■ **Text for analysis**
Almost always most of these films either outrightly cheat or prove considerable letdowns on their outrageous titles. This is less the case in the 00s where the effects budgets and a healthy dose of tongue-in-cheek sarcasm carries many of them a long way. The disappointment of The Man Who Killed Hitler and Then The Bigfoot is how it sets up a huge expectation – only to not really do much with it at all.

Sam Elliott as the aging Calvin Barr in The Man Who Killed Hitler and Then The Bigfoot (2018)
Sam Elliott as the aging Calvin Barr in 1987

The film takes place in two eras – World War II and 1987. We see Calvin played by Aidan Turner and Sam Elliott respectively in either era. The disappointment of the film is that neither of the title confrontations end up amounting to much. We get one or two scenes with Turner sneaking in to the Nazi stronghold and then killing Hitler but these never build to anything majorly dramatic. In these scenes, the film seems to be going for a more comic-book tone – Turner wearing a swastika watch or piecing together a gun out of a cigarette case – that makes you expect something more wacky in tone – you are reminded of something like the Austin Powers films – but such an approach is dropped after the one scene.

■ **Prompt A**
According to the film review, in which two eras does The Man Who Killed Hitler and Then The Bigfoot take place?
■ **Prompt B**
Explain why the film review calls The Man Who Killed Hitler and Then The Bigfoot a disappointment.
■ **Prompt C**
Proceed with the review of The Man Who Killed Hitler and Then The Bigfoot, picking up from its final sentence.
The data that follow have no connection to the film review.

(Records drawn from a collection)
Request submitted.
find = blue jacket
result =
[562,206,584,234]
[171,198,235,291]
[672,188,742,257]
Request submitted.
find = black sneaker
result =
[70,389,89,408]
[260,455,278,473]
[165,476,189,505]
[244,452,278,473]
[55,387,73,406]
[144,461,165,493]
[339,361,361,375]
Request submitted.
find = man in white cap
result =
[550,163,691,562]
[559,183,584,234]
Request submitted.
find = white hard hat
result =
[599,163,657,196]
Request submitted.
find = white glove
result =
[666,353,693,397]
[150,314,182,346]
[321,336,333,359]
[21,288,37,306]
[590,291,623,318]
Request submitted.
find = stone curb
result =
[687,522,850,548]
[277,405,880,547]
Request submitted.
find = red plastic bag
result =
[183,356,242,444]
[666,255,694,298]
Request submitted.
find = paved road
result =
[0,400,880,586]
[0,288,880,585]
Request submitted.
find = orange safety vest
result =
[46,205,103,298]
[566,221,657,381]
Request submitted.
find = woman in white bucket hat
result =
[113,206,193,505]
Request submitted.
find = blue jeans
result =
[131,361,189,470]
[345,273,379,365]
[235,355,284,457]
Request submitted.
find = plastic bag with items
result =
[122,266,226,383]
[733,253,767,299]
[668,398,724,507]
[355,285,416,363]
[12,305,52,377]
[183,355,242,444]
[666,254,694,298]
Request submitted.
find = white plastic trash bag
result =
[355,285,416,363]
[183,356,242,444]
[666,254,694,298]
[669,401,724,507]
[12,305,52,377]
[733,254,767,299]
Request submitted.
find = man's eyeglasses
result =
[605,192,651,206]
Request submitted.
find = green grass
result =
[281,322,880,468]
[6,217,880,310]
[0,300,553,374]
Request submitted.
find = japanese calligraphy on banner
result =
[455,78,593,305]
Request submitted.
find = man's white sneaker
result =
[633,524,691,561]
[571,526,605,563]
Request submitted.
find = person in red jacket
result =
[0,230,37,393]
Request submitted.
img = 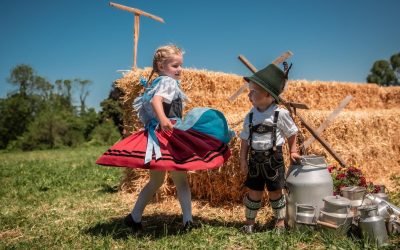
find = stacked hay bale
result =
[116,69,400,204]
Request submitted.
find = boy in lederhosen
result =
[240,64,300,233]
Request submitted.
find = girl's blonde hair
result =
[147,44,185,86]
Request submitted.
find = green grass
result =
[0,147,400,249]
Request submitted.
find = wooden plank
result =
[133,14,140,69]
[110,2,165,23]
[272,50,293,65]
[296,114,347,167]
[228,54,308,109]
[303,95,353,149]
[287,102,309,109]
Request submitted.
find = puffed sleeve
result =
[278,109,299,138]
[154,77,178,103]
[239,113,250,140]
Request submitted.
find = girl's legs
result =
[131,170,166,222]
[170,171,193,225]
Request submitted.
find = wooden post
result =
[110,2,165,70]
[240,55,347,167]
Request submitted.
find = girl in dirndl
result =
[96,45,233,233]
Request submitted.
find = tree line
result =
[0,64,122,150]
[0,53,400,150]
[367,53,400,86]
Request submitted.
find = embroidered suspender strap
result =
[249,112,253,147]
[272,110,279,152]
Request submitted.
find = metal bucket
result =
[340,186,367,209]
[358,205,389,246]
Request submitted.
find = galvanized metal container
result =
[340,186,367,209]
[317,195,354,235]
[286,155,333,228]
[358,205,389,246]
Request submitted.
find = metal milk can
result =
[358,205,388,246]
[317,195,354,235]
[374,185,389,201]
[286,155,333,228]
[340,186,367,213]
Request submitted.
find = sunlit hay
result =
[116,69,400,205]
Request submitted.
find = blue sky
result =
[0,0,400,109]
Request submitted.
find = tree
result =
[74,79,92,114]
[8,64,35,95]
[0,93,34,149]
[367,53,400,86]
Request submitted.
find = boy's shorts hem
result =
[245,167,285,191]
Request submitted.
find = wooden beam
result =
[303,95,353,149]
[110,2,165,23]
[228,54,308,109]
[296,114,347,167]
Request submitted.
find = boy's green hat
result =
[244,64,286,102]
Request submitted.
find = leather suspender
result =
[249,110,279,152]
[272,110,279,152]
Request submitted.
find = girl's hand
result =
[240,159,249,175]
[160,118,174,131]
[290,152,301,164]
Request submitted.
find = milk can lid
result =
[357,204,378,212]
[323,195,350,207]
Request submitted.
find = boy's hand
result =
[160,118,174,131]
[240,160,249,175]
[290,152,301,164]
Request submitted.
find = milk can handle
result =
[300,157,327,168]
[317,220,339,229]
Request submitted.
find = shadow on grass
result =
[99,184,119,194]
[83,213,243,239]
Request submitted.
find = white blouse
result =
[239,104,298,150]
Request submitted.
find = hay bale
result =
[116,69,400,204]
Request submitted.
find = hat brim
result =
[243,75,281,102]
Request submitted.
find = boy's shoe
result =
[124,214,143,233]
[240,225,255,234]
[182,220,194,232]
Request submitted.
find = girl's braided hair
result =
[147,44,184,86]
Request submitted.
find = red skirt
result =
[96,129,231,171]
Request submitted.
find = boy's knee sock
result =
[269,195,286,220]
[170,171,193,224]
[131,170,166,222]
[243,195,261,221]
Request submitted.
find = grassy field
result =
[0,147,400,249]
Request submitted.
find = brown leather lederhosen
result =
[248,110,284,181]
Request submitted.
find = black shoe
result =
[124,214,143,233]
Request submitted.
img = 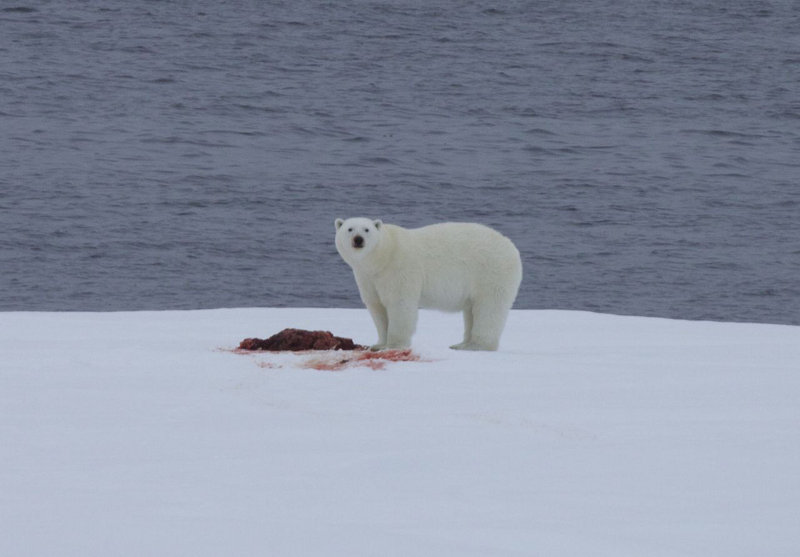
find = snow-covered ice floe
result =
[0,309,800,557]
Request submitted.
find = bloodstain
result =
[302,349,420,371]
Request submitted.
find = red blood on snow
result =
[239,329,364,352]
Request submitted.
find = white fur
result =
[335,218,522,350]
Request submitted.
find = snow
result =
[0,309,800,557]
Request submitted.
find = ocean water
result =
[0,0,800,324]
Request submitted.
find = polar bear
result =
[335,217,522,350]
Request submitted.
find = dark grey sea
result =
[0,0,800,324]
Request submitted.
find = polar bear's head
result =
[335,217,383,265]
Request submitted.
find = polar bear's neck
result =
[359,224,405,275]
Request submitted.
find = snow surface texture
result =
[0,309,800,557]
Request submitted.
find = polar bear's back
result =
[398,222,522,311]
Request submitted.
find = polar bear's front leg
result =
[367,301,389,350]
[386,301,419,348]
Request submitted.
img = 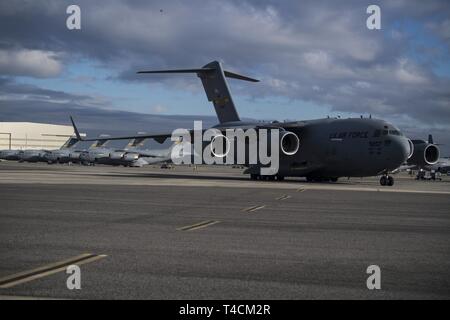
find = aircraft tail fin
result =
[91,134,110,148]
[60,137,80,149]
[138,61,259,123]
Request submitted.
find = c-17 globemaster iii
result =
[69,61,413,186]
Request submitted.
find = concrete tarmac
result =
[0,162,450,299]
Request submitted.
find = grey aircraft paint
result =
[75,61,413,185]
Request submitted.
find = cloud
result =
[151,104,168,114]
[0,49,62,78]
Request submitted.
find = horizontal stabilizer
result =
[137,68,259,82]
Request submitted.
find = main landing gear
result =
[380,174,394,186]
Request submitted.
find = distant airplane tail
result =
[60,137,80,149]
[138,61,259,123]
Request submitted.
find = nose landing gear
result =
[380,174,394,186]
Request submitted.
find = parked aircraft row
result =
[0,61,446,186]
[0,137,176,167]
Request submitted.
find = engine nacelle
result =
[123,153,139,162]
[109,151,125,160]
[280,131,300,156]
[69,151,81,161]
[408,140,440,166]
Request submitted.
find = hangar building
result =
[0,122,74,150]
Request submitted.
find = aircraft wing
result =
[70,117,304,144]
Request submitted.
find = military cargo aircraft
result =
[70,61,413,186]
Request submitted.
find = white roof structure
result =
[0,122,74,150]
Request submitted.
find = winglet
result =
[70,116,83,141]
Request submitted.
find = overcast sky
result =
[0,0,450,155]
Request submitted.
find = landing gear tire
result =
[380,176,394,187]
[387,176,394,187]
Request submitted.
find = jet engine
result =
[123,153,139,162]
[109,151,125,160]
[280,131,300,156]
[408,140,440,166]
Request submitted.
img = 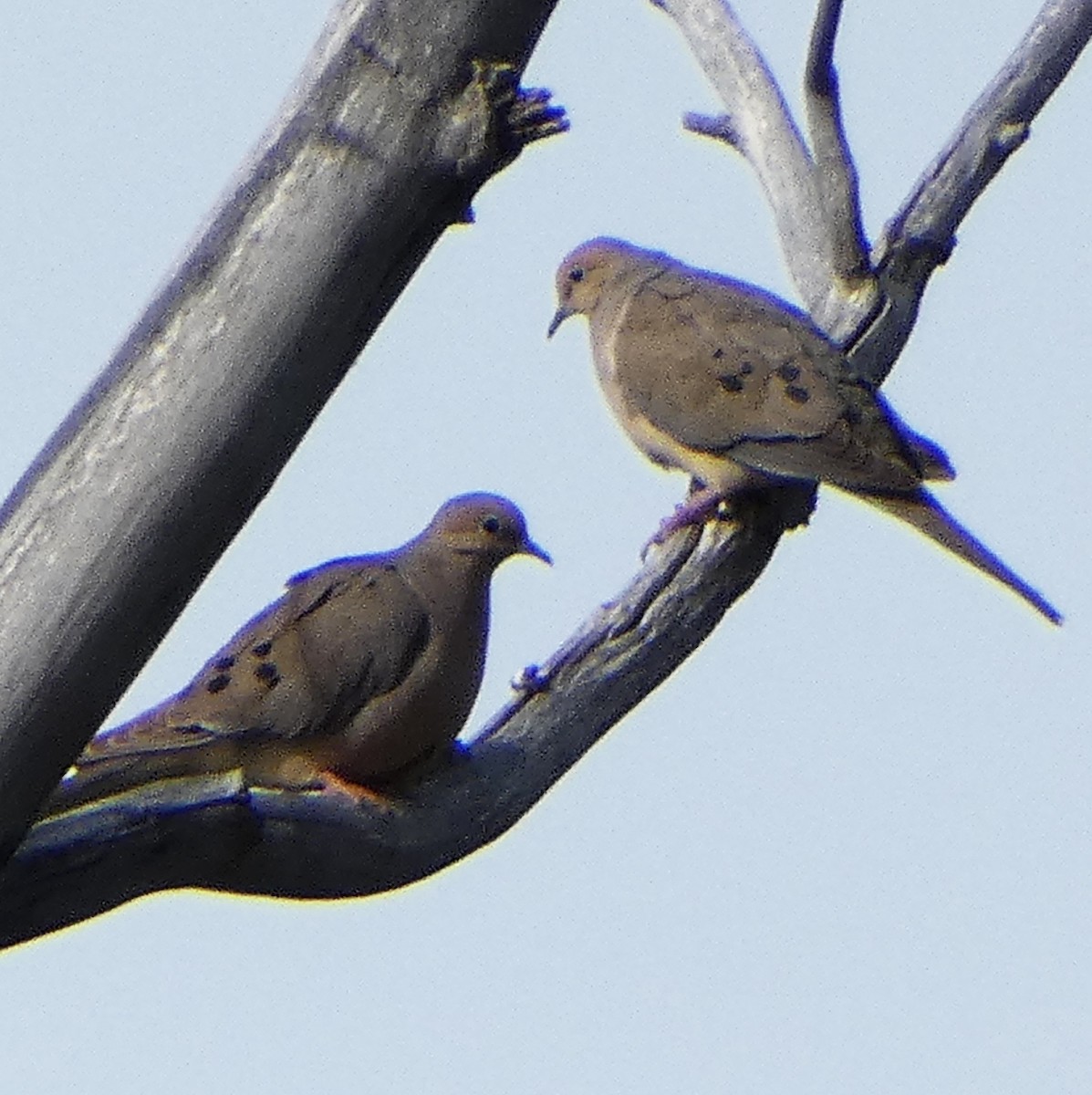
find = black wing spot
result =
[204,673,231,695]
[717,372,743,392]
[254,662,280,689]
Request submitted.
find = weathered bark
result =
[0,0,1092,944]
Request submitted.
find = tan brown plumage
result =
[46,494,549,812]
[549,237,1061,623]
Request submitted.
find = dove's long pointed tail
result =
[858,488,1061,623]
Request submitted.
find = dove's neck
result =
[400,544,494,651]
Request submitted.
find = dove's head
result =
[547,235,653,338]
[424,494,550,570]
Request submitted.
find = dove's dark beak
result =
[546,305,576,339]
[520,537,554,566]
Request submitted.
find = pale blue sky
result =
[0,0,1092,1095]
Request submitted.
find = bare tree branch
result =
[0,0,1090,944]
[0,496,811,946]
[0,0,564,863]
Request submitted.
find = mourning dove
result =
[549,237,1061,623]
[46,494,549,814]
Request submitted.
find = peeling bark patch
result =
[254,662,280,689]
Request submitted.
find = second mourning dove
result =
[549,237,1061,623]
[46,494,549,814]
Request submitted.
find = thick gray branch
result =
[654,0,1092,384]
[0,0,562,861]
[0,0,1087,944]
[0,488,811,946]
[866,0,1092,381]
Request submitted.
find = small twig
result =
[805,0,876,292]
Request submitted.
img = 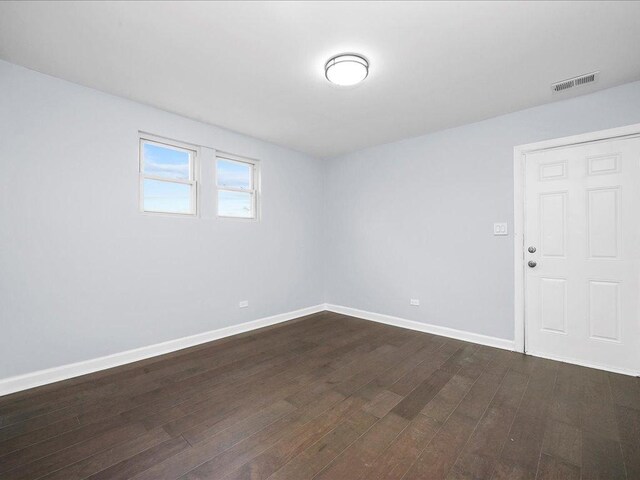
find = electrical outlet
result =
[493,223,509,235]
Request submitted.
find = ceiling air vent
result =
[551,72,600,93]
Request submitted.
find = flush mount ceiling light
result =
[324,53,369,86]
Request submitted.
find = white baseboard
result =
[527,351,640,377]
[0,304,325,396]
[325,304,515,350]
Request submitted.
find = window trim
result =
[138,132,200,218]
[213,150,260,222]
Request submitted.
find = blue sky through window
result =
[143,142,190,180]
[144,178,191,213]
[217,158,252,190]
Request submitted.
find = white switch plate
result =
[493,223,509,235]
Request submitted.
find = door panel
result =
[523,138,640,373]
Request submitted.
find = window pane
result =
[142,142,191,180]
[144,179,193,213]
[216,158,253,190]
[218,190,254,218]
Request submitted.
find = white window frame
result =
[213,151,260,221]
[138,133,199,217]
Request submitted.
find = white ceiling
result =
[0,1,640,157]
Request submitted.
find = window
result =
[140,137,197,215]
[216,155,258,218]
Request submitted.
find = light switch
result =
[493,223,509,235]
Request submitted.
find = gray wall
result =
[0,61,323,378]
[324,82,640,339]
[0,57,640,378]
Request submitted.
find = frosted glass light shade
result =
[324,54,369,86]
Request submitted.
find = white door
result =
[523,138,640,375]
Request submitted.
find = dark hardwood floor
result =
[0,313,640,480]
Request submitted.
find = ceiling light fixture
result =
[324,53,369,87]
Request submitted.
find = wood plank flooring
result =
[0,312,640,480]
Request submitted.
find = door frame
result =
[513,123,640,353]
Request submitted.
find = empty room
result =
[0,1,640,480]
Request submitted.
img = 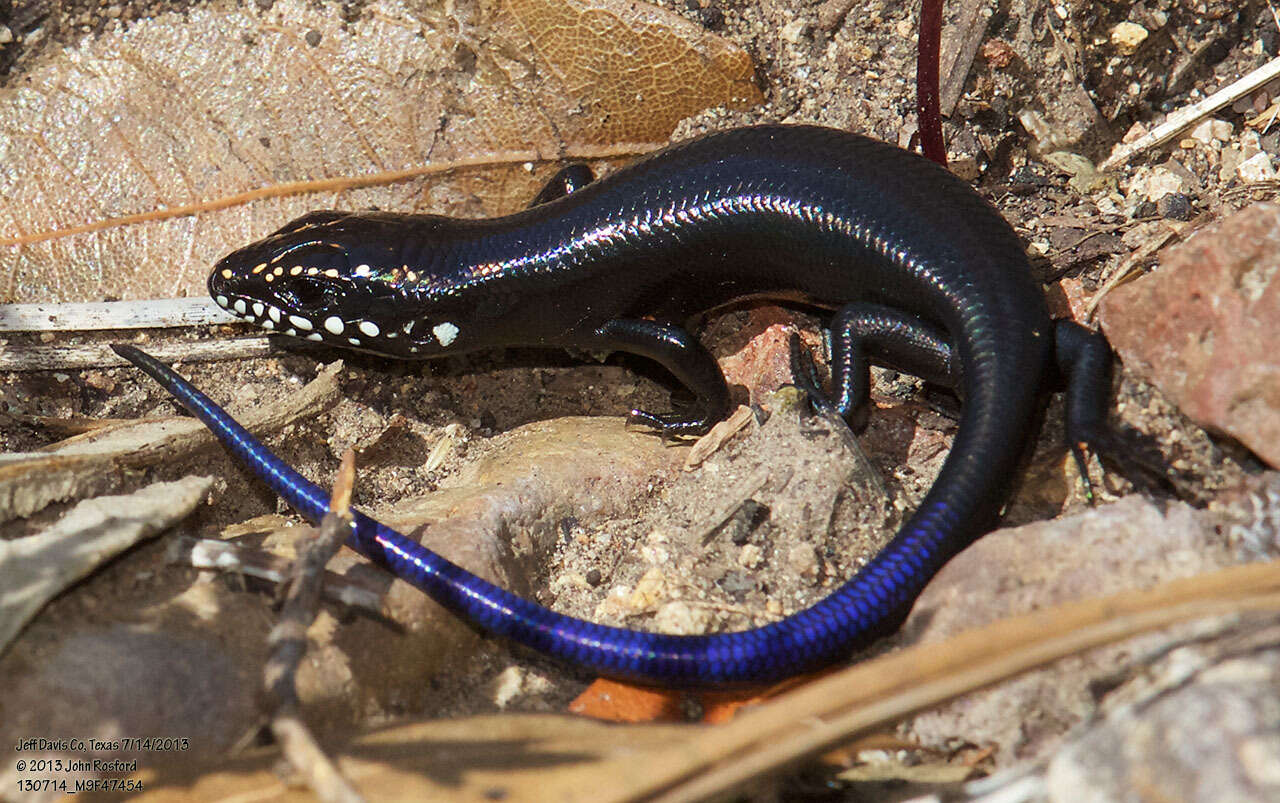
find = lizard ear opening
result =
[401,318,435,343]
[276,277,338,312]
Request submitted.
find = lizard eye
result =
[276,277,334,312]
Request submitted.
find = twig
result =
[0,337,279,371]
[166,537,383,616]
[1098,58,1280,170]
[1084,222,1180,321]
[938,0,996,117]
[0,142,659,246]
[262,450,362,803]
[0,298,232,332]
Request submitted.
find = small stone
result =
[1240,131,1262,159]
[1235,151,1276,183]
[489,666,525,710]
[737,544,764,569]
[627,566,667,611]
[1183,120,1213,147]
[1217,147,1244,183]
[1120,120,1147,145]
[782,19,810,45]
[698,5,724,31]
[653,602,712,635]
[1129,165,1187,201]
[1111,22,1147,55]
[1156,192,1192,220]
[787,543,822,580]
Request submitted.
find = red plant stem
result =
[915,0,947,166]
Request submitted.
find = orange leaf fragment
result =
[568,677,685,722]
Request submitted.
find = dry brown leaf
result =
[0,0,759,302]
[124,561,1280,802]
[132,713,696,803]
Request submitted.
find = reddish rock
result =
[895,497,1235,768]
[1102,204,1280,466]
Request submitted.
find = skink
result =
[120,126,1110,686]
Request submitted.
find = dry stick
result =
[0,142,658,246]
[262,450,362,803]
[170,540,383,616]
[938,0,996,117]
[1098,58,1280,170]
[0,298,241,332]
[616,561,1280,802]
[0,337,277,371]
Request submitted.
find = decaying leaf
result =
[0,476,214,652]
[0,0,759,302]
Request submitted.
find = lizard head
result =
[209,211,481,357]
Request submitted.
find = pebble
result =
[1235,151,1276,183]
[1111,22,1148,55]
[1156,192,1193,220]
[1190,118,1231,145]
[653,602,712,635]
[627,566,667,611]
[782,19,810,45]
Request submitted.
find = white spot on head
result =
[431,321,458,346]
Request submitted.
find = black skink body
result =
[120,126,1105,685]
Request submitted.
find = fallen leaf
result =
[0,0,760,302]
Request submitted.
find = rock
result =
[1156,192,1192,220]
[1129,166,1188,201]
[1192,118,1231,145]
[1217,147,1244,184]
[1102,204,1280,466]
[1111,22,1148,55]
[895,497,1235,768]
[1235,151,1276,183]
[1046,629,1280,803]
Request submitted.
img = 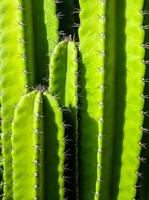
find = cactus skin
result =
[117,0,145,200]
[49,39,78,108]
[79,0,105,200]
[49,38,78,199]
[12,91,65,200]
[43,92,65,200]
[32,0,58,85]
[12,92,38,200]
[0,0,27,199]
[136,1,149,200]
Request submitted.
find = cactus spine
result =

■ **Response area A**
World War II and 1987.

■ **Response area B**
The film sets up a huge expectation with its title but then does little with it. Neither of the title confrontations amounts to much: the scenes of Turner sneaking into the Nazi stronghold and killing Hitler never build to anything majorly dramatic.

■ **Response area C**
Similarly the confrontation with Bigfoot consists of Sam Elliott being recruited and then a few montage scenes of him wandering around the wilderness where the shooting of Bigfoot is over and done with fairly quickly and without any drama. Indeed, the film almost seems set up to make the title actions seem as mundane as possible. Later in the show in one of the more impassioned scenes Sam Elliott punctures the notion that he is any kind of hero. His despatch of Bigfoot is simply accompanied by a shrug in noting that it doesn’t live up to its name and have big feet.

Rather than any of its title showdowns, the film places its emphasis on the scenes of Sam Elliott’s sedate life as a senior in retirement. More than anything else that happens, the most emotion the film reserves is for Calvin’s reminisces of the girl he loved (Caitlin Fitzgerald), which may be part of its focus on the theme of heroism being unexceptional. All of which may well be interesting idea but it proves a letdown on the film we have come to see.

Aidan Turner as Calvin under cover as an SS officer in WWII in The Man Who Killed Hitler and Then The Bigfoot (2018)
Aidan Turner as Calvin under cover as an SS officer on a mission to assassinate Hitler

At least the film’s shining light is Sam Elliott. The role of the flinty old timer is one that Elliott has essentially made a career out ever since he hit retirement age in films ranging from films The Big Lebowski (1998) through Ghost Rider (2007) and The Golden Compass (2007). His casting here as an old timer with a sense of homespun decency – he even gives a store clerk back an unclaimed lottery ticket he found in case the purchaser returns for it – plays very much into the role that Elliott has charted out for himself.

The Man Who Killed Hitler and Then The Bigfoot was a directorial debut for Robert D. Kryzkowski who had previously worked as a producer on Paradise Falls (1997) and Lucy McKee’s The Woman (2011).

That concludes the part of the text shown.